This article is about Costa Rica and the World Bank 

The World Bank and Costa Rica have two active projects as of December 2018. The World Bank has been able to claim Costa Rica as a developmental success. Although Costa Rica has been actively working on reform to better the country and has the lowest poverty rate in Central America, it still remains a third world country, due to a slowdown in economic expansion, lack of job opportunities and lack of resources, especially in rural areas. Despite these challenges Costa Rica has been working with the World Bank to further move Costa Rica up the global ranks.

Country overview 
Costa Rica has become one of the more wealthy countries in the region overall, being an upper middle income country with GDP per capita being US$13,876. Costa Rica differentiates from its neighbors by being relatively stable politically, providing high standards of living and effective social benefit systems.

The country's main income source besides exports is ecotourism, due to the biodiversity in the country. Although advanced economically and policy wise for the region, Costa Rica has struggled with the poverty rate, stagnant for the past twenty years. Costa Rica has made strides towards universal health care and education.

With projects like Costa Rica Higher Education and Strengthening Universal Health Insurance in Costa Rica, done with The World Bank, Costa Rica has the opportunity to make desired changes with the funds it receives for these projects. Costa Rica began their relationship with the World Bank in September 1956 when they received US$3 million for the Capital Goods Importation Credit Project. Costa Rica currently has an LPI score of 2.79 and the LPI rank of 73 as of 2018. Since then, Costa Rica has seen stable economic growth for the past 25 years, growing GDP from 2010 to 2016 and being a leader in environmental policies. With growing inequality and rising fiscal debt, the government has struggled on how to address these issues with regards to the general public and transparent social programs.

Relationship with World Bank 
The World Bank had a presence in Costa Rica for quite some time. With the first project being in 1956, the World Bank was able to maintain buildings within the country until 1990.

The World Bank office in San Jose had closed in 1990 due to unwelcoming political climate at the time. Costa Rica shifted to ecomarket projects, since environmentally cautious policy was important within this country, but at the time the World Bank had no presence. These events all lead to the World Bank making another effort to support Costa Rica and try to reenter. The World Bank entering back into Costa Rica was an easy decision because there were high hopes for a return of investment.

Collected data
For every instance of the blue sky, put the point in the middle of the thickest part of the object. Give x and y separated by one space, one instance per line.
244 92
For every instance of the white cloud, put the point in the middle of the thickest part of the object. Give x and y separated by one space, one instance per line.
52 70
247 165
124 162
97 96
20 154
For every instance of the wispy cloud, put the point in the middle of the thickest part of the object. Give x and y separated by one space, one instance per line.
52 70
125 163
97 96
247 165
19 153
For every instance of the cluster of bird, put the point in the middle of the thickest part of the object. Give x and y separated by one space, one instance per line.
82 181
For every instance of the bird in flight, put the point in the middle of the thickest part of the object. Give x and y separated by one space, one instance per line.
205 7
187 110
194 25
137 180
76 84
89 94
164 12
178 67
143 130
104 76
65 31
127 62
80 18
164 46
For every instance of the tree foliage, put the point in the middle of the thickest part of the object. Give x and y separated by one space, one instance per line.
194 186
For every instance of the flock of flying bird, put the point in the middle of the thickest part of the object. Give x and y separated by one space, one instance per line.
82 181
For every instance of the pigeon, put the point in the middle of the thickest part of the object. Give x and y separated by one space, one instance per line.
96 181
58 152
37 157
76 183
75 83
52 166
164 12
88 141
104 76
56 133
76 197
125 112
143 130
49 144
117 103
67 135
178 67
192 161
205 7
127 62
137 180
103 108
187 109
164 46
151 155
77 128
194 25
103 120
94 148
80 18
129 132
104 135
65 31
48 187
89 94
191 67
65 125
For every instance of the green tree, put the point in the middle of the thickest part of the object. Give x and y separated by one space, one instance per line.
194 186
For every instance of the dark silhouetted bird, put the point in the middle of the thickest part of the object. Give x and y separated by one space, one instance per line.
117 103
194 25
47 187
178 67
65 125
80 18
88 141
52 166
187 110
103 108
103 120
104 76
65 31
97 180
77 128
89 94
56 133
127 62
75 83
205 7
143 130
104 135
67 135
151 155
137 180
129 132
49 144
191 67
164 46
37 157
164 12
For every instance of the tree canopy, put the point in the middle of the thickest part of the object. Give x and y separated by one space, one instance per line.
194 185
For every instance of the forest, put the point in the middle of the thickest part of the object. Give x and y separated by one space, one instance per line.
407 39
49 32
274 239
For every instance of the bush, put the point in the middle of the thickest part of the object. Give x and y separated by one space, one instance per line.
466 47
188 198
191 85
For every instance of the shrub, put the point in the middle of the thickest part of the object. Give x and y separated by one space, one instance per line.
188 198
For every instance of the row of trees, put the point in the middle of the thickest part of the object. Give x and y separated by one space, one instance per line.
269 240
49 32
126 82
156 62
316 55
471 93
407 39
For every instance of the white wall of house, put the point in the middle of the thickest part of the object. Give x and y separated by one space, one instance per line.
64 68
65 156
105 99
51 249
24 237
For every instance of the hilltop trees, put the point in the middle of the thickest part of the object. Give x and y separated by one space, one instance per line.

TASKS TO CARRY OUT
A: List every World Bank project the Costa Rica article names.
B: Set down the part of the Costa Rica article that begins at the words "The World Bank office" and stops after the words "return of investment.".
C: Say whether each statement agrees with the Costa Rica article, giving yes or no and quoting the deciding words: (i) The World Bank office in San Jose closed in 1990. (ii) Costa Rica has the highest poverty rate in Central America. (iii) Costa Rica's relationship with the World Bank began in 1975.

ANSWERS PER TASK
A:
Costa Rica Higher Education
Strengthening Universal Health Insurance in Costa Rica
Capital Goods Importation Credit Project

B:
The World Bank office in San Jose had closed in 1990 due to unwelcoming political climate at the time. Costa Rica shifted to ecomarket projects, since environmentally cautious policy was important within this country, but at the time the World Bank had no presence. These events all lead to the World Bank making another effort to support Costa Rica and try to reenter. The World Bank entering back into Costa Rica was an easy decision because there were high hopes for a return of investment.

C:
(i) Yes: "The World Bank office in San Jose had closed in 1990 due to unwelcoming political climate at the time."
(ii) No: "has the lowest poverty rate in Central America"
(iii) No: "Costa Rica began their relationship with the World Bank in September 1956"